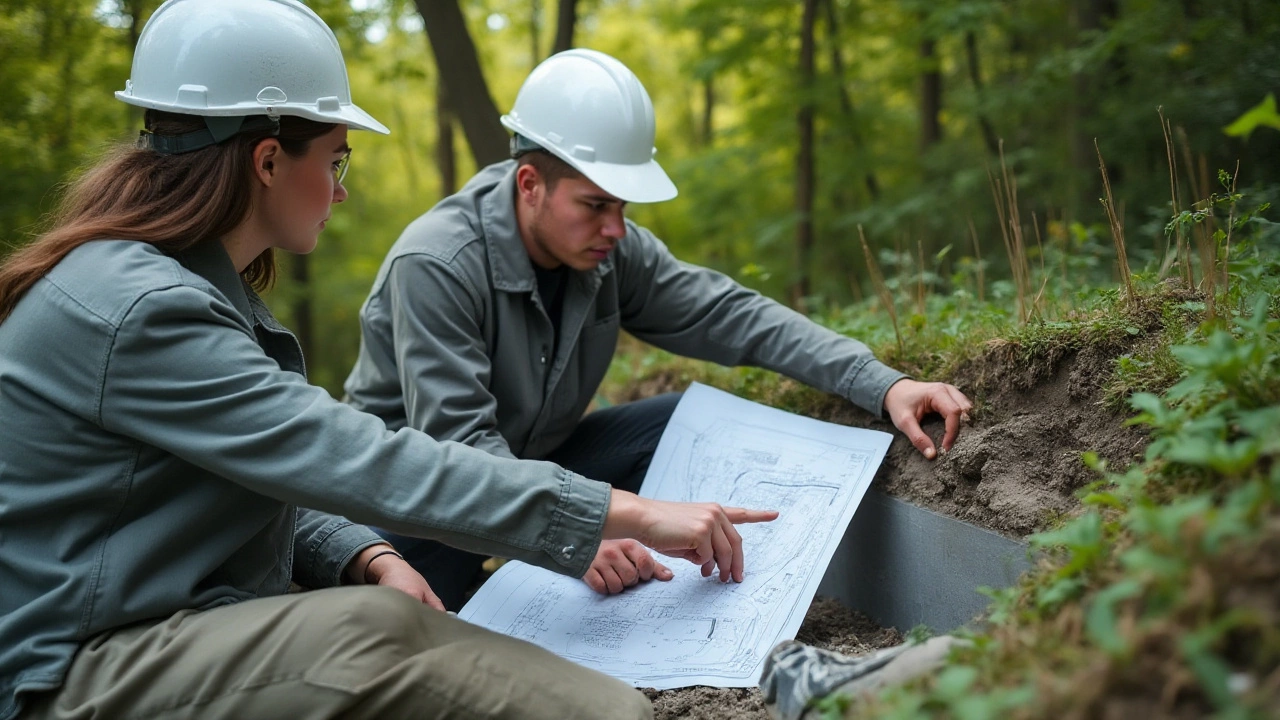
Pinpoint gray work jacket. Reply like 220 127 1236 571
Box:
346 160 904 457
0 241 609 720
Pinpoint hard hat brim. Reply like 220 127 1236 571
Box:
115 90 392 135
581 160 677 202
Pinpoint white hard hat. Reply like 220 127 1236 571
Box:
502 49 676 202
115 0 390 140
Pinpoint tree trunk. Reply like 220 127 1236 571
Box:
791 0 818 311
435 82 458 196
552 0 577 53
964 29 1000 158
699 76 716 147
1068 0 1123 211
920 37 942 149
415 0 511 168
289 255 315 360
822 0 879 202
529 0 543 69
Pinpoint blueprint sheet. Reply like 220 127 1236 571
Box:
460 384 892 689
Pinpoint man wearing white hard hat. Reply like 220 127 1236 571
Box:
346 50 970 607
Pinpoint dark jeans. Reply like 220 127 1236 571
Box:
372 392 682 611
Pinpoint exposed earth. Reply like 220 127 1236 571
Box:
620 330 1147 720
644 597 902 720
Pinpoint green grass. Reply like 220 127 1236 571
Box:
603 184 1280 719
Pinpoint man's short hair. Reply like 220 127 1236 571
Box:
516 150 585 193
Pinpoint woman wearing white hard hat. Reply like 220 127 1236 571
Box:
0 0 768 720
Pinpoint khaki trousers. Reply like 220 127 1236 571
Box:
19 587 653 720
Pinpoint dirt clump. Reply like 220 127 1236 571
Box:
641 597 902 720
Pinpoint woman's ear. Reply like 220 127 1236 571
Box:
253 137 282 187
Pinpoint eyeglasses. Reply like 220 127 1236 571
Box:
333 147 351 183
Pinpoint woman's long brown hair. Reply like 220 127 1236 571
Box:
0 110 337 323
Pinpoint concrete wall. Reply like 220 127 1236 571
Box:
818 491 1030 633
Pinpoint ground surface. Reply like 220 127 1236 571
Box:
644 597 902 720
620 335 1147 720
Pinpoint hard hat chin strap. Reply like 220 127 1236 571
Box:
138 115 280 155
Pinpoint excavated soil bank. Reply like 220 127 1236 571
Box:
643 597 902 720
623 330 1147 539
622 323 1155 720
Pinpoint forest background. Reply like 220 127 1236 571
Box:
0 0 1280 395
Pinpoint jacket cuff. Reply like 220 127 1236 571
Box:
840 357 906 419
543 470 613 578
293 518 387 588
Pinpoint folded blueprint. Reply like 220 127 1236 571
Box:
458 383 892 689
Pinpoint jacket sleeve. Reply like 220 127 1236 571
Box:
384 254 516 457
100 286 609 577
616 222 906 416
292 507 387 588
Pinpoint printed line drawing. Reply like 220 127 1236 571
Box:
460 384 891 689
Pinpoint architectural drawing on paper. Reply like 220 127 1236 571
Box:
461 386 888 688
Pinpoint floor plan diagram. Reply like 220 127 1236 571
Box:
460 384 891 689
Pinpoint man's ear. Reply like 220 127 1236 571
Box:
516 165 545 208
253 137 283 187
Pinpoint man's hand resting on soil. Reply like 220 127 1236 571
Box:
884 379 973 460
604 488 778 583
582 539 673 594
347 544 444 612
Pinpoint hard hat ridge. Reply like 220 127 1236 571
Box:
502 49 676 202
115 0 389 151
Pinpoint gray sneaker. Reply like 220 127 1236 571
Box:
760 635 968 720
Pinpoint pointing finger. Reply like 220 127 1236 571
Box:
895 413 937 460
723 507 778 525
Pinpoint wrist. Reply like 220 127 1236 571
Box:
602 488 645 539
347 543 404 585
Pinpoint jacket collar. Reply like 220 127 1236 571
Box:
178 240 255 327
480 160 613 292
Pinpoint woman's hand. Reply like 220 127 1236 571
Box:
604 488 778 583
347 544 444 612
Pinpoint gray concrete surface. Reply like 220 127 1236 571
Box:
818 491 1030 633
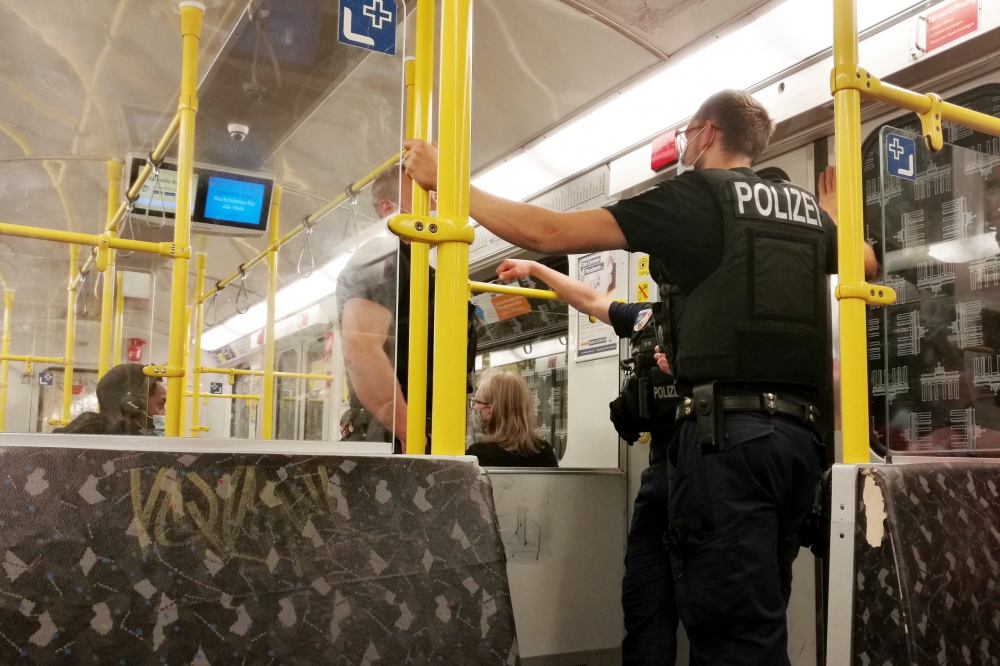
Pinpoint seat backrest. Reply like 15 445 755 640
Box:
852 461 1000 666
0 447 517 666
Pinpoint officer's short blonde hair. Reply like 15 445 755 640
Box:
692 90 774 164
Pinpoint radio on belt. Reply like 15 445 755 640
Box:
649 130 677 171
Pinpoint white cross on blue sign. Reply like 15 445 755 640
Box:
885 134 917 180
337 0 396 55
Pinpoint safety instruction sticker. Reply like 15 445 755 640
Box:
576 252 627 361
632 308 653 332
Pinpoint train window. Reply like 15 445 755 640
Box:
466 257 569 458
862 84 1000 454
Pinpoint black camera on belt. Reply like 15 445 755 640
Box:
610 303 681 444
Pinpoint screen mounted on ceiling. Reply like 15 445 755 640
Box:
126 155 274 236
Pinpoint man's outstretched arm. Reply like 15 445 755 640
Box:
403 140 628 254
497 259 612 324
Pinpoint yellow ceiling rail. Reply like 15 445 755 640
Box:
196 153 399 303
469 282 562 301
76 111 181 286
830 0 1000 466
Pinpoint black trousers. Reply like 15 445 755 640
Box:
622 414 825 666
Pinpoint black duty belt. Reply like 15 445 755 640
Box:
677 383 823 450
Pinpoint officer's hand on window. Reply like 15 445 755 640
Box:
647 345 670 375
403 139 437 192
497 259 535 280
816 167 837 224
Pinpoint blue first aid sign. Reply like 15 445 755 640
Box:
337 0 396 55
885 134 917 180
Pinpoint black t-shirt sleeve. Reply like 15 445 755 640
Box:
608 301 649 338
607 173 725 294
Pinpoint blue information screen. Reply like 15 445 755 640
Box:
205 176 264 225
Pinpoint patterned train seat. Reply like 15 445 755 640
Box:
852 461 1000 666
0 448 518 666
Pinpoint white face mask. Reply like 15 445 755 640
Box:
677 125 708 176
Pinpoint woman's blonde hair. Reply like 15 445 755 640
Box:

-------------------------

Render all of the lines above as a numbered list, leaving out blank lines and the pictures.

1. Pinpoint gray work jacket. Reply like 220 127 1236 571
2. Box:
3. 346 160 904 457
4. 0 241 609 720
5. Pinpoint hard hat brim. Reply like 220 127 1236 571
6. Box:
7. 115 90 392 135
8. 581 160 677 202
9. Pinpoint white hard hat. Reply like 220 127 1236 571
10. Box:
11. 502 49 676 202
12. 115 0 390 140
13. Pinpoint tree trunk. Reply like 220 127 1236 571
14. Box:
15. 791 0 818 311
16. 435 82 458 196
17. 552 0 577 53
18. 964 29 1000 158
19. 699 76 716 147
20. 1068 0 1123 211
21. 920 37 942 149
22. 415 0 511 168
23. 289 255 315 360
24. 822 0 879 202
25. 529 0 543 69
26. Pinpoint blueprint sheet. Reply like 220 127 1236 571
27. Box:
28. 460 384 892 689
29. Pinpoint man wearing white hard hat. Reply like 220 127 1236 571
30. Box:
31. 346 50 970 607
32. Pinpoint dark jeans. Reply like 220 127 1236 571
33. Box:
34. 372 392 682 611
35. Pinpoint exposed earth. Reply like 220 127 1236 571
36. Box:
37. 620 330 1147 720
38. 644 597 902 720
39. Pinpoint green grass. Reply like 220 127 1236 571
40. Box:
41. 603 184 1280 719
42. Pinpoint man's short hair. Reply like 220 127 1236 571
43. Box:
44. 516 150 585 193
45. Pinpoint woman wearing white hard hat. Reply like 220 127 1236 571
46. Box:
47. 0 0 768 720
48. Pinpoint khaki trousers. Reply like 220 127 1236 571
49. Box:
50. 19 587 653 720
51. Pinpoint dirt clump. Reply like 220 127 1236 571
52. Box:
53. 641 597 902 720
54. Pinpoint woman's ear. Reply like 220 127 1236 571
55. Box:
56. 253 137 282 187
57. Pinpoint eyeglasses. Reply like 220 127 1236 571
58. Box:
59. 333 147 351 183
60. Pinpoint woman's long brown hair. Reply like 220 127 1236 571
61. Box:
62. 0 110 337 323
63. Pinpoint concrete wall. Reply like 220 127 1236 571
64. Box:
65. 818 491 1030 633
66. Pinpoint ground surface. Reply like 220 127 1236 571
67. Box:
68. 644 597 902 720
69. 620 335 1147 720
70. Pinpoint hard hat chin strap. Reply like 220 127 1236 571
71. Box:
72. 138 115 280 155
73. Pinpoint excavated soil bank. Reply like 220 127 1236 571
74. Box:
75. 643 597 902 720
76. 623 330 1147 539
77. 622 323 1155 720
78. Pinpoint forest background. Reply like 220 127 1236 571
79. Box:
80. 0 0 1280 395
81. Pinpoint jacket cuff. Reply like 220 127 1236 571
82. Box:
83. 840 357 906 419
84. 543 470 613 578
85. 293 518 387 588
86. Pinpoint folded blueprint. Reply like 220 127 1236 571
87. Box:
88. 458 383 892 689
89. Pinpoint jacket sleeve. Reply like 220 127 1236 571
90. Box:
91. 384 254 516 457
92. 100 286 609 577
93. 616 222 906 416
94. 292 507 387 588
95. Pinpoint printed line drawing. Reply like 220 127 1236 571
96. Box:
97. 460 384 891 689
98. Pinpoint architectural drawing on paper. Reply like 220 127 1236 571
99. Box:
100. 461 386 888 688
101. Pinpoint floor plan diagram. Reply like 220 127 1236 571
102. Box:
103. 460 384 891 689
104. Pinpoint man's ear. Reply like 220 127 1236 571
105. Box:
106. 516 165 545 208
107. 253 137 283 187
108. Pinpoint man's hand resting on soil. Reply like 220 127 1236 571
109. Box:
110. 884 379 973 460
111. 604 488 778 583
112. 582 539 673 594
113. 347 544 444 612
114. Pinpoint hard hat ridge. Reply like 220 127 1236 571
115. Box:
116. 502 49 676 202
117. 115 0 389 151
118. Pinpoint gray sneaker. Reply like 220 127 1236 571
119. Box:
120. 760 635 968 720
121. Pinpoint pointing finger. Reply like 220 127 1236 571
122. Box:
123. 895 413 937 460
124. 723 507 778 525
125. Pinpoint wrist. Reply like 220 127 1236 571
126. Box:
127. 602 488 645 539
128. 347 543 404 585
129. Pinpoint jacket collar. Reply like 220 127 1236 571
130. Box:
131. 178 240 255 327
132. 480 160 613 292
133. Pinpoint woman's hand. Reply like 220 127 1236 571
134. Box:
135. 604 488 778 583
136. 347 544 444 612
137. Pinpoint gray concrete surface. Reply like 220 127 1236 571
138. Box:
139. 818 491 1030 633
140. Pinpoint seat backrest. Reply like 15 445 755 640
141. Box:
142. 852 461 1000 666
143. 0 447 517 666
144. Pinpoint officer's short blonde hair. Reply like 15 445 755 640
145. Box:
146. 692 90 774 164
147. Pinpoint radio on belt. Reply like 15 445 755 640
148. Box:
149. 649 130 677 171
150. Pinpoint white cross on blue sign. Reply like 15 445 755 640
151. Box:
152. 885 134 917 180
153. 337 0 396 55
154. Pinpoint safety instruction sticker. Reply like 15 445 755 640
155. Box:
156. 576 252 627 361
157. 632 308 653 332
158. Pinpoint train window. Reply like 15 445 755 640
159. Box:
160. 466 257 569 458
161. 862 84 1000 454
162. Pinpoint black camera on belt. Reply like 15 445 755 640
163. Box:
164. 610 303 681 444
165. Pinpoint screen mounted on ceiling. Reply like 15 445 755 640
166. Box:
167. 126 155 274 236
168. Pinpoint man's outstretched arm. Reply like 15 445 755 640
169. Box:
170. 403 140 628 254
171. 497 259 612 324
172. Pinpoint yellow ceiling rail. Reply like 15 445 755 640
173. Box:
174. 196 153 399 303
175. 469 282 562 301
176. 76 111 181 286
177. 830 0 1000 466
178. Pinpoint black trousers. Reply like 15 445 755 640
179. Box:
180. 622 414 825 666
181. Pinpoint black duty belt. Reply like 15 445 755 640
182. Box:
183. 677 383 823 450
184. Pinpoint officer's hand on window. Reply like 15 445 755 640
185. Box:
186. 647 345 670 375
187. 403 139 437 192
188. 497 259 535 280
189. 816 167 837 224
190. Pinpoint blue first aid sign. Reply like 15 445 755 640
191. Box:
192. 337 0 396 55
193. 885 134 917 180
194. Pinpoint black t-shirt sleeve. Reply like 15 445 755 640
195. Box:
196. 608 301 649 338
197. 607 173 725 294
198. Pinpoint blue information screen. Reply like 15 445 755 640
199. Box:
200. 205 176 264 225
201. Pinpoint patterned train seat. Reply like 15 445 755 640
202. Box:
203. 852 461 1000 666
204. 0 448 518 666
205. Pinpoint white face mask. Reply like 15 445 755 640
206. Box:
207. 677 125 708 176
208. Pinpoint woman's blonde hair. Reply like 15 445 755 640
209. Box:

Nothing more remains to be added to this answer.